> _JOB_:
Copy the entries below, starting at the line that contains "I hope this isn't a bother: could you pinpoint the small" and stopping after the line that contains "[4, 454, 1221, 975]", and put "locate" wherever "pinpoint" appears, changing nothing else.
──────── RECORDED INFORMATION ────────
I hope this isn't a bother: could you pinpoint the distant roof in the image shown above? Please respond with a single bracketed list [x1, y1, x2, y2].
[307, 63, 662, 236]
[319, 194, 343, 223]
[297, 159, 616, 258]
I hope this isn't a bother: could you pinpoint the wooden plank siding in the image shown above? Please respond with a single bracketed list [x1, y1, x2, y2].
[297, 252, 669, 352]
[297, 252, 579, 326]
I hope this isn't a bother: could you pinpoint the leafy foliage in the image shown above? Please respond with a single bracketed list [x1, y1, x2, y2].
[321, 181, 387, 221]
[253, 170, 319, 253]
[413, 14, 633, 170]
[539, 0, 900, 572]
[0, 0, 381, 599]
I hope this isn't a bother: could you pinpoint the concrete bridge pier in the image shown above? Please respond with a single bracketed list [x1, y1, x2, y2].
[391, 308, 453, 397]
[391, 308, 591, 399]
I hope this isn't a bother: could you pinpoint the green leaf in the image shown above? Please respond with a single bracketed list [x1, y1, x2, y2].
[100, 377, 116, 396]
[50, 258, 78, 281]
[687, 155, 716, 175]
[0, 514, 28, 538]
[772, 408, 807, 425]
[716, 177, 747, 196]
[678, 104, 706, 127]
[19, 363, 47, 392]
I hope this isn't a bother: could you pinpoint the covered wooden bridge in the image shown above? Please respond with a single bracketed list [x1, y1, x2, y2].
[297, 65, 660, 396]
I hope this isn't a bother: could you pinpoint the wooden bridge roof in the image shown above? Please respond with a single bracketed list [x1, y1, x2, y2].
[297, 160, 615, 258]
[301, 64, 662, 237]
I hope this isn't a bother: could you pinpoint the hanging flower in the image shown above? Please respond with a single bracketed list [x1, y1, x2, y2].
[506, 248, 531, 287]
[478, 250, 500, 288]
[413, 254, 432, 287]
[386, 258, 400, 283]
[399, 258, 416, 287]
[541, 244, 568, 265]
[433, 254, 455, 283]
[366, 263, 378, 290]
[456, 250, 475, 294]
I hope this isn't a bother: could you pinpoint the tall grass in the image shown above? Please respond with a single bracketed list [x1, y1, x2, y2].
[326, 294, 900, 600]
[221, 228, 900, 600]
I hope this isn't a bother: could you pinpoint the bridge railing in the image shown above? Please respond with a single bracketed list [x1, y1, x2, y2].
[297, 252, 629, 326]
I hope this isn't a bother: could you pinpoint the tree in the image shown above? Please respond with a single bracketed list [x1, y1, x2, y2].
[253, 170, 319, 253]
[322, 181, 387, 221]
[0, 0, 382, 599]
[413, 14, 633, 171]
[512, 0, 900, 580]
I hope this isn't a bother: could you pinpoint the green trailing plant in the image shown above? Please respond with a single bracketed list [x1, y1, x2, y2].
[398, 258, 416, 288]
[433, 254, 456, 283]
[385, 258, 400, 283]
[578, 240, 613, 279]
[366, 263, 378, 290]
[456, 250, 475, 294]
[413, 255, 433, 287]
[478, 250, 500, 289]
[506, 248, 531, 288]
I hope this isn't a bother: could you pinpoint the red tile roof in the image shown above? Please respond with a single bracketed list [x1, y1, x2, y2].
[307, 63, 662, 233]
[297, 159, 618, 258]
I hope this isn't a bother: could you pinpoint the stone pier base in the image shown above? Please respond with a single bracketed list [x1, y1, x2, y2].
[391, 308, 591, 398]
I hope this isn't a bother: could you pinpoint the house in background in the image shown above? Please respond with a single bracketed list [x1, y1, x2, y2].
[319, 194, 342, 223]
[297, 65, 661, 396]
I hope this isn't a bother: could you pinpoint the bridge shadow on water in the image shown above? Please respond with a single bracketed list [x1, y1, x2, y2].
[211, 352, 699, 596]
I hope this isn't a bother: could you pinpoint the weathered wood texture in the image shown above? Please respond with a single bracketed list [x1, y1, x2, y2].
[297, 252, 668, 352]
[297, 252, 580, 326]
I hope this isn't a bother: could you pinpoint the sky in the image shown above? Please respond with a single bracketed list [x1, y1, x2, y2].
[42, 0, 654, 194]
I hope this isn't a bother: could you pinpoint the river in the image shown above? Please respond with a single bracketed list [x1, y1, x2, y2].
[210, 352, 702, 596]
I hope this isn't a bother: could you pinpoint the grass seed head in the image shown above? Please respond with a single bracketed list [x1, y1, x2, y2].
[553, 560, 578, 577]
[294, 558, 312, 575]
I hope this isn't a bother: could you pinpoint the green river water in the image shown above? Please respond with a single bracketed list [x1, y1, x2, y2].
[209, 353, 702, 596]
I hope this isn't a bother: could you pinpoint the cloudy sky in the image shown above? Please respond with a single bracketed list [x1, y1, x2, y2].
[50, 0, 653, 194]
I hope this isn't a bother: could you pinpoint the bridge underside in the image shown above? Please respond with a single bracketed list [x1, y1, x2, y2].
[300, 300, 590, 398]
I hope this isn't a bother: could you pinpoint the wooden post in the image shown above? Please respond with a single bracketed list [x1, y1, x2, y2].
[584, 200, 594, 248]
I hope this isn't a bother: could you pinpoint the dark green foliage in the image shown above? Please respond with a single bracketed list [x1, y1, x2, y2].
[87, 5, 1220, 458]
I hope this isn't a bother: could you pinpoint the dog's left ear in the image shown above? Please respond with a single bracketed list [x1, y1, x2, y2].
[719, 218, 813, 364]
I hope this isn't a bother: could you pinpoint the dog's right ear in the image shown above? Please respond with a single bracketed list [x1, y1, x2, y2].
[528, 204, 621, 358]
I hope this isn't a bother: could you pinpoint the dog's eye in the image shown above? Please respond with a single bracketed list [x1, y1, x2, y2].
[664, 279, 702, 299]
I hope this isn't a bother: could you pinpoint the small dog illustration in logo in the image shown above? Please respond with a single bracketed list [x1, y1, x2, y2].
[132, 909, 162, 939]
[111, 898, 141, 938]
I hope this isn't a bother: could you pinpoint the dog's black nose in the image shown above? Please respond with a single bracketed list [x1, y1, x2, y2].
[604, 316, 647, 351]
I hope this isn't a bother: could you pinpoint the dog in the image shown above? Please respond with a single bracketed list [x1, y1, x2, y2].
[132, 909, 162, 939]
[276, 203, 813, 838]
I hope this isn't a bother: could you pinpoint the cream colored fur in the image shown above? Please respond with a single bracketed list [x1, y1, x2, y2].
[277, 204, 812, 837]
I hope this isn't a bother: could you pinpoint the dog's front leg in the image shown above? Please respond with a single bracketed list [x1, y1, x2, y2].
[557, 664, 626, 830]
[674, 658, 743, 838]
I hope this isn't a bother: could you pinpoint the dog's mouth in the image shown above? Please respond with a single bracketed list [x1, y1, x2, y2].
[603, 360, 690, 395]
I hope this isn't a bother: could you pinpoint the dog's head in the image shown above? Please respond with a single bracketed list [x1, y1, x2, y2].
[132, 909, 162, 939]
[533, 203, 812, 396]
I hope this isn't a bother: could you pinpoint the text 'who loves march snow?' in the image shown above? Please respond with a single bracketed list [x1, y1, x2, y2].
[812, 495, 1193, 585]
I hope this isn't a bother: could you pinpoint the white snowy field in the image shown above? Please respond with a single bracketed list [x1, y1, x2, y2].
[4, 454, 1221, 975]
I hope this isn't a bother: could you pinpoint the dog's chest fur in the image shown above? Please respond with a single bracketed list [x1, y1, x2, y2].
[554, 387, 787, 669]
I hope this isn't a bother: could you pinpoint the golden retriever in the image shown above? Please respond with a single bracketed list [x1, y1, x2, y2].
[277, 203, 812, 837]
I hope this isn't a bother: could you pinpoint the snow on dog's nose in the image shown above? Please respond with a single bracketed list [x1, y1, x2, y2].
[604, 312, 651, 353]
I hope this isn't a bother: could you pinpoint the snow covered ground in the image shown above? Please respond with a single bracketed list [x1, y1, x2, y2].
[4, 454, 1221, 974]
────────
> _RIGHT ANSWER_:
I hope this isn't a bother: could you locate the small dog illustration in logo in the image shown above? Please respond with a single bracketed list [x1, y1, x2, y2].
[132, 909, 162, 939]
[111, 898, 141, 938]
I hope this isn't a bother: could you locate the dog's black nose in the image shown above? Please respond with a single bracketed list [x1, y1, x2, y2].
[604, 316, 647, 351]
I hope this isn't a bother: could you locate the dog in the image shown above? Please respond with a single bracketed list [x1, y1, x2, y2].
[132, 909, 162, 939]
[276, 203, 813, 838]
I hope this isn't a bother: could you locate the cream colored fur in the image shown above? Please respond with a single bracketed list [x1, y1, x2, y2].
[277, 204, 812, 837]
I hope this isn't a bother: could you locate the dog's front leg in the image shown above? Please respond with a single bracketed list [x1, y1, x2, y2].
[557, 664, 626, 830]
[674, 658, 743, 838]
I hope this isn't a bother: could you locate the dog's mouth in the image shown above? Please respond with a single bracketed list [x1, y1, x2, y2].
[603, 360, 690, 395]
I hope this isn't a bother: could you locate the dog's head in the image shown above? Please respond with a single bracketed list [x1, y1, x2, y2].
[132, 909, 162, 939]
[533, 203, 812, 396]
I hope this isn't a bother: could you locate the text 'who loves march snow?' in the image shown above? Please respond with a single bracketed list [x1, y1, x2, y2].
[812, 495, 1193, 585]
I hope this isn't a bother: could you locate the white snowy field in the image shown above? Please respond with a single bracketed list [x1, y1, x2, y2].
[4, 454, 1221, 975]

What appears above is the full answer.